# Input for this task
+++

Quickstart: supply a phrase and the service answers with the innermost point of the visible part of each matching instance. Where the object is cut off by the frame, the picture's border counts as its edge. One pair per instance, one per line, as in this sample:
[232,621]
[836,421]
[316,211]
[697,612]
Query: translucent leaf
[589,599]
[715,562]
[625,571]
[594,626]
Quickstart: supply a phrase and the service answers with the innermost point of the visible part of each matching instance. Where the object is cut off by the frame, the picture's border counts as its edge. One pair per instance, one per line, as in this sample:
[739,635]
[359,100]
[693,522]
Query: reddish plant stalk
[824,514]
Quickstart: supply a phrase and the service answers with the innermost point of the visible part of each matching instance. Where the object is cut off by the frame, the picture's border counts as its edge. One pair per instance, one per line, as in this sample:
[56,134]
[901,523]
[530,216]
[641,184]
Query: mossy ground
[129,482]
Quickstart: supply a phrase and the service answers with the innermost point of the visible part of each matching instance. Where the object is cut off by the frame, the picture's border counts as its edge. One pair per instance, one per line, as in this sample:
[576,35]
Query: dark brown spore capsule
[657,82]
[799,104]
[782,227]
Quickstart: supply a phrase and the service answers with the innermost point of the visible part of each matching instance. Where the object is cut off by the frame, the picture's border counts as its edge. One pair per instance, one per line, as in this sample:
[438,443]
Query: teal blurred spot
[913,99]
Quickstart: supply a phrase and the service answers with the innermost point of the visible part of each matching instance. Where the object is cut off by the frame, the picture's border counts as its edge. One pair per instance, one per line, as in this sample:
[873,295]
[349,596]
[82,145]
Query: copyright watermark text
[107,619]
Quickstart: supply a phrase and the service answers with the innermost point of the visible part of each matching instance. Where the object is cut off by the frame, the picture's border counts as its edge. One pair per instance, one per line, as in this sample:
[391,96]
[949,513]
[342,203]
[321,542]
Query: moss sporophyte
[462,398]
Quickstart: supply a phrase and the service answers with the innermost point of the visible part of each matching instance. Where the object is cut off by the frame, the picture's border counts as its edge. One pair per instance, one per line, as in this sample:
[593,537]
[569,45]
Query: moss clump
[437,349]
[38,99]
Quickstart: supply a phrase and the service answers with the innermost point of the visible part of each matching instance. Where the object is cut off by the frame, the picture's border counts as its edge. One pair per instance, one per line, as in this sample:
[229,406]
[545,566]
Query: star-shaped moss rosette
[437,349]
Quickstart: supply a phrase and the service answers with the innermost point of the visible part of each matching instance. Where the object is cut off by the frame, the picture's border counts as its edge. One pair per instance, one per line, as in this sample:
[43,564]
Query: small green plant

+++

# The problem
Each line of the material above needs to be quoted exactly, please.

# Exercise result
Quickstart: supply a phrase and the service answers with the innermost point of the visible part of each matching instance. Where the object is cut off by the frame, the picture's border counts as its edge. One pair per instance, one per line, as in this sample:
[232,621]
[836,421]
[316,211]
[697,612]
Query: translucent leaf
[589,599]
[715,562]
[625,571]
[594,626]
Quickstart: supply a phrase and the service answers with the innermost point of the visible part of each matching instance. Where the object is cut off by the frame, the picture's border counts as its edge. One pair per instance, one per line, as in this sample:
[739,635]
[359,100]
[693,522]
Query: reddish plant stalk
[824,514]
Quickstart: supply a phrase and the service answers with the innermost point of the visible part of each matching instance. Where the object is cut off by the frame, the picture's border counts as its edge. One pair per instance, one per line, as in this sample:
[56,134]
[901,523]
[530,216]
[641,184]
Query: mossy ground
[129,482]
Quickstart: supply a phrase and the service answers with the innermost point of the visible part of each matching instance. Where the object is cut off by the frame, the picture's border counts as its edge. One pair per instance, one per line, as in this sample:
[576,35]
Query: dark brown spore capsule
[657,82]
[799,104]
[782,227]
Quickstart: supply a phrase and the service answers with the innermost point of the visible part of each matching instance. Where the object is cut off by the frame, the picture's border counts as its edge. One pair per instance, one per line, as in this sample:
[438,443]
Query: teal blurred spot
[913,99]
Quickstart: supply a phrase and the service answers with the innermost point of the visible part of each matching instance. Where the object is cut off by the frame, the picture's border counts as its edge. One pair per instance, one per line, as in this sample:
[873,295]
[349,596]
[82,145]
Query: copyright watermark text
[107,619]
Quickstart: supply a phrase and the service answers with the innermost point of the visible part of each matching instance. Where the object is cut off by the frame, the picture's border counts as its edge. One pair per instance, one per line, as in this sample:
[391,96]
[949,513]
[342,203]
[321,542]
Query: moss sporophyte
[462,398]
Quickstart: supply a phrase and the service answers with the innermost point of the visible part of each matching instance. Where the object is cut off by the frame, the picture's border counts as its edge. One pair per instance, one per line, as in this sample:
[593,537]
[569,45]
Query: moss clump
[437,349]
[38,99]
Quickstart: supply a phrase and the service answers with the innermost point of the visible part of each matching instance. Where the object is cut off by the frame, the picture's border counts as its edge. One pair per instance, one per line, as in this sample:
[229,406]
[545,566]
Query: star-shaped moss rosette
[437,349]
Quickstart: supply a phrase and the service answers with the innermost point of the visible part of each matching instance. Where the object is cut off by the frame, the picture's border counts as its edge. One pair per instance, one per line, as in this sample:
[43,564]
Query: small green plant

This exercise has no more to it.